▸ REQUEST
Switch each "exact" to "precise" in the data from its first line through the line containing "box: [546, 113, 662, 430]", inclusive, and give those lines back with nothing else altered. Leave the pictures out of your answer.

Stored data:

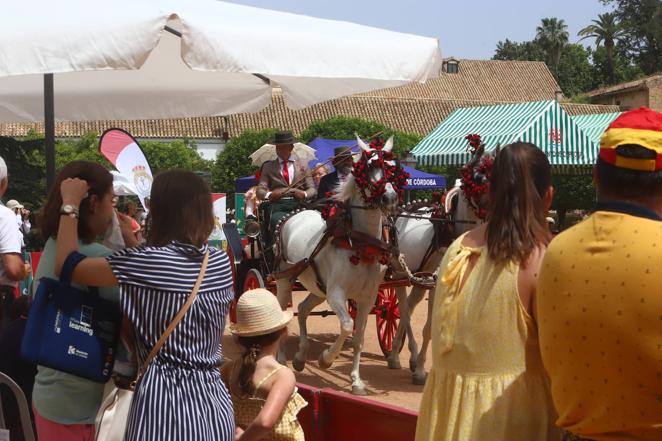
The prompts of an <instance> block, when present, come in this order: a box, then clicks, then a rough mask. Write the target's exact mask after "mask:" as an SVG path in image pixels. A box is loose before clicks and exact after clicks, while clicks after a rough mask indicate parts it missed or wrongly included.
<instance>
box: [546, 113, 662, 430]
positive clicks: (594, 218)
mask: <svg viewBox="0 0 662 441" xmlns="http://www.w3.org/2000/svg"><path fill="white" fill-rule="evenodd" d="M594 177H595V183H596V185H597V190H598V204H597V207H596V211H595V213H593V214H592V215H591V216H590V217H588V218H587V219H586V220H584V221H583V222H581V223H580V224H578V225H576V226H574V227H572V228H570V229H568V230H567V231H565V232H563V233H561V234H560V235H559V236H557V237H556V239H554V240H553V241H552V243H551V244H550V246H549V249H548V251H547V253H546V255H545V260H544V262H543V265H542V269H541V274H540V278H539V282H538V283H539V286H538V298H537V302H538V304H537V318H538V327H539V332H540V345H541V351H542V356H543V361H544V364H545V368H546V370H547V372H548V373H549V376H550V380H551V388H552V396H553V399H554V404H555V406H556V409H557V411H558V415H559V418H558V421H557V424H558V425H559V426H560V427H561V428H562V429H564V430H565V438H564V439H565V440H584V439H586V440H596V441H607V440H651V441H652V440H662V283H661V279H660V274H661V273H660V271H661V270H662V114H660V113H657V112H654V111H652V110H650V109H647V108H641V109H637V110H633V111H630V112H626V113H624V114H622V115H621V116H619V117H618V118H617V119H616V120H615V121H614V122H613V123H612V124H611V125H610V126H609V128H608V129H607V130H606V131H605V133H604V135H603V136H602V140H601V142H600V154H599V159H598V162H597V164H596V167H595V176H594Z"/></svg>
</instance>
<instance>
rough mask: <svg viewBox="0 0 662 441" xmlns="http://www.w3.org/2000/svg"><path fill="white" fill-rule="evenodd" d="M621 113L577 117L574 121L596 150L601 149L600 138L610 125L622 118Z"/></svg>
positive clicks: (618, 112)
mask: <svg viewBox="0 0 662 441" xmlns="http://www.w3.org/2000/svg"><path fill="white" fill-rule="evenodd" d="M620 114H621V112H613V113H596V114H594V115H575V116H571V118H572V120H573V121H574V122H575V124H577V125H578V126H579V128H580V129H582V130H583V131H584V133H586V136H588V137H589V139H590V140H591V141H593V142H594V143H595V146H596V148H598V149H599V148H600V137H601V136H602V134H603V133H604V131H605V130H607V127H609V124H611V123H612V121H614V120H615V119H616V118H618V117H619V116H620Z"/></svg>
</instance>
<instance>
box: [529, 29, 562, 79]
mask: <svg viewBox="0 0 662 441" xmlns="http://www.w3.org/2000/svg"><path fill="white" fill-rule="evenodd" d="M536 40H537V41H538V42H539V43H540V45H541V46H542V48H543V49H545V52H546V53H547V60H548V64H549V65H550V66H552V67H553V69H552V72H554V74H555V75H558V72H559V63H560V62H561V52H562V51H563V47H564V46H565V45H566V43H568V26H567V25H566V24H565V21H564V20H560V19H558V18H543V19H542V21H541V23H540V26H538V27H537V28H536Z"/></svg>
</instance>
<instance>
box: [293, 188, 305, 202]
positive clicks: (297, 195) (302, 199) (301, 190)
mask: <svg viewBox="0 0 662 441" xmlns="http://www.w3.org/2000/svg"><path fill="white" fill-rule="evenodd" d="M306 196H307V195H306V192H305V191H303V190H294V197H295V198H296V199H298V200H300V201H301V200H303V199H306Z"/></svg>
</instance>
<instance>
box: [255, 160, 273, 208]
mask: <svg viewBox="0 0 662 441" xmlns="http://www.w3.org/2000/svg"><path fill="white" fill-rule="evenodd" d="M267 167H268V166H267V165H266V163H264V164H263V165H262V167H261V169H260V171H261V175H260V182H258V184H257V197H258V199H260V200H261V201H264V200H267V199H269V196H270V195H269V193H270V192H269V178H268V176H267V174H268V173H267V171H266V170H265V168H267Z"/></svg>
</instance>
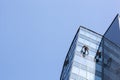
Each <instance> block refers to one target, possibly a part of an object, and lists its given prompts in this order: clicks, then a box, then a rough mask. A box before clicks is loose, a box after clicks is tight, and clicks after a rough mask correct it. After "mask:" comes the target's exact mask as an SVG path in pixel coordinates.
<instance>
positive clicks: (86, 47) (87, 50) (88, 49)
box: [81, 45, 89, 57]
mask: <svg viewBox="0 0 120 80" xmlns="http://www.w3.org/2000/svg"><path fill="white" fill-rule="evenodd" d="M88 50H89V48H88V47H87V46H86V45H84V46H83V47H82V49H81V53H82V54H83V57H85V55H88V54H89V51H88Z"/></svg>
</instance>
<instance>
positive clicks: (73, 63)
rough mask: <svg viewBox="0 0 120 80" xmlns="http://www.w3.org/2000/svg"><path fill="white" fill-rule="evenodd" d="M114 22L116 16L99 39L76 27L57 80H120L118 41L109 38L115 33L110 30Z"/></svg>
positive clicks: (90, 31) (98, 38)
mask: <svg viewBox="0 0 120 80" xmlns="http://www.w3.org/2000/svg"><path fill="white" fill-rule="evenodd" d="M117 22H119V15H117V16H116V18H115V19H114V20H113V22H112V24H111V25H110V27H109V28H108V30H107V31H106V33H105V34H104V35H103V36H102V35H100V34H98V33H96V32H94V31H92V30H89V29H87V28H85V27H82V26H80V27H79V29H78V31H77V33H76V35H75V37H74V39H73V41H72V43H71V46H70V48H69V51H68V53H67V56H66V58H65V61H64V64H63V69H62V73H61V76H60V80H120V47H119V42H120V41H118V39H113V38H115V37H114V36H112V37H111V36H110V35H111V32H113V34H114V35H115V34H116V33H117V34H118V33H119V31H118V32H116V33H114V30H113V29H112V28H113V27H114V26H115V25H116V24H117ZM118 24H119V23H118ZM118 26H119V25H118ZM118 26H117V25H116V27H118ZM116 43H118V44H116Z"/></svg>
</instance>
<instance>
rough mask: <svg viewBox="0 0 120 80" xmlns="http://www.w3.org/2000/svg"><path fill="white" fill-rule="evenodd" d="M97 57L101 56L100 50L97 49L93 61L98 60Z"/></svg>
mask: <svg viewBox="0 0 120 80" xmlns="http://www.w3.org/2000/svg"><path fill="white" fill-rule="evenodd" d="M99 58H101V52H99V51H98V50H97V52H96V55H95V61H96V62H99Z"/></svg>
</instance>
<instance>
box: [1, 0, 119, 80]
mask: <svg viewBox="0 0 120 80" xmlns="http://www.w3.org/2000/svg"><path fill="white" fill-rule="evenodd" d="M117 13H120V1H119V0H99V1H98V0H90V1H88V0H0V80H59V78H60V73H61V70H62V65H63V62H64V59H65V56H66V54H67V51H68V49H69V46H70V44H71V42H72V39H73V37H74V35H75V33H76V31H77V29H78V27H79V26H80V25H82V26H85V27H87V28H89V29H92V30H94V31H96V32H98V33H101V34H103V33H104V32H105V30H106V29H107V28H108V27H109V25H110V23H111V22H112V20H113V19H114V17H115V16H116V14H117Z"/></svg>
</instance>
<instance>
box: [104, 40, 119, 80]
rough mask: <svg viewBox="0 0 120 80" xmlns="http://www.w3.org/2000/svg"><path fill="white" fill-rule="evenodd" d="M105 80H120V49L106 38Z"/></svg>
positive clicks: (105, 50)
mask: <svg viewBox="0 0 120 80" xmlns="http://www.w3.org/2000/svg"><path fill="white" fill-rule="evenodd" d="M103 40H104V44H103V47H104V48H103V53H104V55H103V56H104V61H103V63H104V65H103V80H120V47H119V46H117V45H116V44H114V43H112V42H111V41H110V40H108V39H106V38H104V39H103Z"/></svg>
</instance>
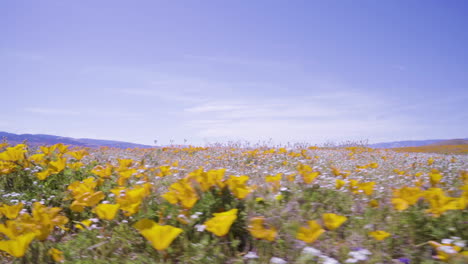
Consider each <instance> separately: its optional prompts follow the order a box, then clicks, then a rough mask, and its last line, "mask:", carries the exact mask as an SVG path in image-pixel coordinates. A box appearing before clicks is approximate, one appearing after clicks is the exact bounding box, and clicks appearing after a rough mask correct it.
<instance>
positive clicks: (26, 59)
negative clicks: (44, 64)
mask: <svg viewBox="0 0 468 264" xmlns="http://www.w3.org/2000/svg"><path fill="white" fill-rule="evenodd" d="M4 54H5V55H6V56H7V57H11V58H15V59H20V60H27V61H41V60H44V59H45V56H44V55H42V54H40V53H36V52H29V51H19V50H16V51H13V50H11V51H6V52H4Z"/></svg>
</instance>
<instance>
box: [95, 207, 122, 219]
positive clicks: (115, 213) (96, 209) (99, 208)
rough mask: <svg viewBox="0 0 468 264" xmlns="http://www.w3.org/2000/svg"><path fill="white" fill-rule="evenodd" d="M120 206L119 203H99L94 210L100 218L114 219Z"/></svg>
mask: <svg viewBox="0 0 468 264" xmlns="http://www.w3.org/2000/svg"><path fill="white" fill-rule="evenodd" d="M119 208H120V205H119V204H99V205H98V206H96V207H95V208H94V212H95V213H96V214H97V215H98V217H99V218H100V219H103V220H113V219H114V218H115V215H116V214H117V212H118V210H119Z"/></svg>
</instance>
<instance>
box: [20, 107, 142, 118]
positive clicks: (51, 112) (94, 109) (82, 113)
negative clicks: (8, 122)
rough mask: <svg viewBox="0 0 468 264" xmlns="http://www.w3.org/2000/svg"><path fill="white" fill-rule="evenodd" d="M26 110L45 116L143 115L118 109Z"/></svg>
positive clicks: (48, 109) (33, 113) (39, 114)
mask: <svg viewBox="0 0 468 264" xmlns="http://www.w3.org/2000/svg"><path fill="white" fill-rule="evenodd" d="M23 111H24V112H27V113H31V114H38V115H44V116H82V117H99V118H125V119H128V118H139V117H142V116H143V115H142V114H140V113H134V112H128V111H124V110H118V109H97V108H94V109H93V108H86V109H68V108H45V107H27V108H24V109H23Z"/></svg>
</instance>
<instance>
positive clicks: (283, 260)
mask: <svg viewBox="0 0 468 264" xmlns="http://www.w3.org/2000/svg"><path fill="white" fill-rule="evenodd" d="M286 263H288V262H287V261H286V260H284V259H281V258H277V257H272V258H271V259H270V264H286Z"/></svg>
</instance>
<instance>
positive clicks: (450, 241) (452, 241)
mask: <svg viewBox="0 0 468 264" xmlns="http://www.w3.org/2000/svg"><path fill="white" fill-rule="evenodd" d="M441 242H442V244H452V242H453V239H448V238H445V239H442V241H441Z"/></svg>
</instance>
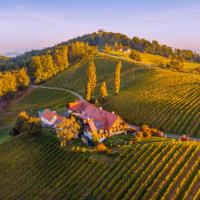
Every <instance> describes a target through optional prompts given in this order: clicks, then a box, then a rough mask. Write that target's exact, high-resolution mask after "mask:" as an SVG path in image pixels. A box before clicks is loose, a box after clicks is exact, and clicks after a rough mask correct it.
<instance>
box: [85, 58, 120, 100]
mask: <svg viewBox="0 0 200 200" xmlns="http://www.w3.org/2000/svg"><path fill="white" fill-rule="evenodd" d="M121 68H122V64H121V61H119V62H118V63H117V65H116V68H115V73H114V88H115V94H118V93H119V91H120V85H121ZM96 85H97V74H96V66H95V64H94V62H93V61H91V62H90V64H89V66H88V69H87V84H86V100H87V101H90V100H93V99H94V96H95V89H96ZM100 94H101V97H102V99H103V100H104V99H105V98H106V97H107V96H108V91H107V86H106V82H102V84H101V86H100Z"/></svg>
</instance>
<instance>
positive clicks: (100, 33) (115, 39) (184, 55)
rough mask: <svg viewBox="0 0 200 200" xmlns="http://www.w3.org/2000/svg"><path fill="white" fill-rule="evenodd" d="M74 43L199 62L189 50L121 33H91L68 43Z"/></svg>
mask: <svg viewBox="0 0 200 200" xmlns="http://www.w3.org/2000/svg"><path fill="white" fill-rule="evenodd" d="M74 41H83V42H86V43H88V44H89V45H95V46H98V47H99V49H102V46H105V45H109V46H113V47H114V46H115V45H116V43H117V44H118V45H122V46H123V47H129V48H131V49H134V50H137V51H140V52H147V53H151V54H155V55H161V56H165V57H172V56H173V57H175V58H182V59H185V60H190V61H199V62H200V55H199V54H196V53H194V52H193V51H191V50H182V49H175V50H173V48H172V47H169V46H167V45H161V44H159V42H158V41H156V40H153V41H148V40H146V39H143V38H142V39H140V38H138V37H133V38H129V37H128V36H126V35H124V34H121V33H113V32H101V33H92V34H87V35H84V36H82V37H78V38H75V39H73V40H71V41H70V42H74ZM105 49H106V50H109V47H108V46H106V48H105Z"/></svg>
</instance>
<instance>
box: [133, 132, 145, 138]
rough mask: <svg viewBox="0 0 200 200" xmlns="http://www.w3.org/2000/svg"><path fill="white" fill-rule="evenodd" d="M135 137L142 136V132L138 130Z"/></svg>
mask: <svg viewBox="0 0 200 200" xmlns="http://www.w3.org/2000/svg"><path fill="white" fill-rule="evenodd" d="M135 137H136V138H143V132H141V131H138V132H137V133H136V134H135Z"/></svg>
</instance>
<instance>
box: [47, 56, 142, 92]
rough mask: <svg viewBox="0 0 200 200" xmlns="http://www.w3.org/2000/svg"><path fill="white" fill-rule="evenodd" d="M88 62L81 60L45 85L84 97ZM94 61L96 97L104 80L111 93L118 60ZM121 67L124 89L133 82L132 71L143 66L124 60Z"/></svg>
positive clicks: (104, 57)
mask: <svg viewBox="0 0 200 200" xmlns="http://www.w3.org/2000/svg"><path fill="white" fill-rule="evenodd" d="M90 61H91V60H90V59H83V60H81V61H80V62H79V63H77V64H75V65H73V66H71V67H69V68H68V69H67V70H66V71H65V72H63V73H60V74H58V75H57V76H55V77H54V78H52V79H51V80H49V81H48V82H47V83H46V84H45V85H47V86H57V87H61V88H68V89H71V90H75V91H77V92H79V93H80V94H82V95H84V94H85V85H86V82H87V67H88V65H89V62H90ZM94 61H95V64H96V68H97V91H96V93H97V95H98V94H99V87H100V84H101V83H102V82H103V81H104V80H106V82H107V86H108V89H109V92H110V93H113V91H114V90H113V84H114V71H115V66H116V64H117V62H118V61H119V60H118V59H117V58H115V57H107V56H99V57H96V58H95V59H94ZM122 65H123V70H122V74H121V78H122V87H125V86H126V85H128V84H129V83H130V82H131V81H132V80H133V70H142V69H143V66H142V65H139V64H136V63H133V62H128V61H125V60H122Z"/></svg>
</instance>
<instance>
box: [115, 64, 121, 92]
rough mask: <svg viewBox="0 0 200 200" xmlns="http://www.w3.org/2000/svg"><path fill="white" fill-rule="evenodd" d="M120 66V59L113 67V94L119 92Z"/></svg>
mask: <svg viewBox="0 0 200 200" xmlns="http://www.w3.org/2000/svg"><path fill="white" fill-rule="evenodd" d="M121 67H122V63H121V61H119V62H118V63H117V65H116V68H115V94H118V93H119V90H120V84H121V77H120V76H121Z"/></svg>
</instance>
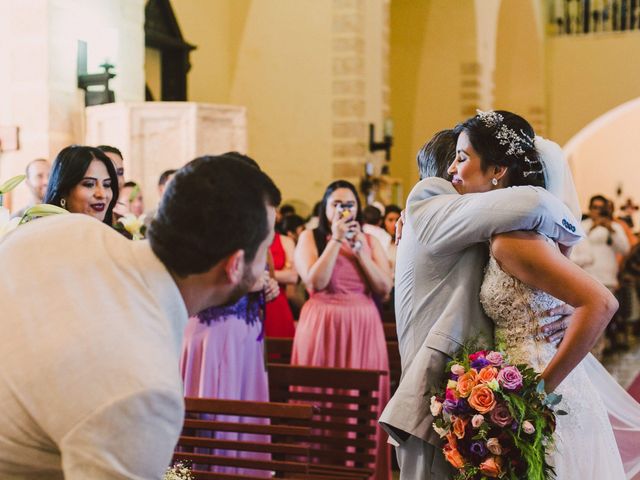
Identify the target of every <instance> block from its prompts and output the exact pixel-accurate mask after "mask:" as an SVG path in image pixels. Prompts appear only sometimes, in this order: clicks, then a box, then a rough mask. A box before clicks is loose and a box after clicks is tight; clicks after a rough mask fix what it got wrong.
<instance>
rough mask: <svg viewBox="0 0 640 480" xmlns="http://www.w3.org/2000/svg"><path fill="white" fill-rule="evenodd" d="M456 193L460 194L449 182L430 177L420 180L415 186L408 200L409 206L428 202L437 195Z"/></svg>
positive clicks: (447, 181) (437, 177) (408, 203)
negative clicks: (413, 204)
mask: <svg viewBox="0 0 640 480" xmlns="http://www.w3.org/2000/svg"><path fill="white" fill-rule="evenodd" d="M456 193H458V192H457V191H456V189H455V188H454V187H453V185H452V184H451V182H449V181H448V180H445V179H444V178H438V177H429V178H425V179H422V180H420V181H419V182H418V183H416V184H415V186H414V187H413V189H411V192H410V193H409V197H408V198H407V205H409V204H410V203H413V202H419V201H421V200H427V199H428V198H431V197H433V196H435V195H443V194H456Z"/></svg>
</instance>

▸ WRITTEN REPLY
The prompts of an <instance> block, when present, come in this order: a box, then clicks, then a rough mask. Write the target's precise mask after "mask:" as an SVG path in image pixels. A box is loose before clicks and precise after clicks, while clicks after a rough mask indicate parts it missed or wrongly included.
<instance>
box: [546, 113, 662, 430]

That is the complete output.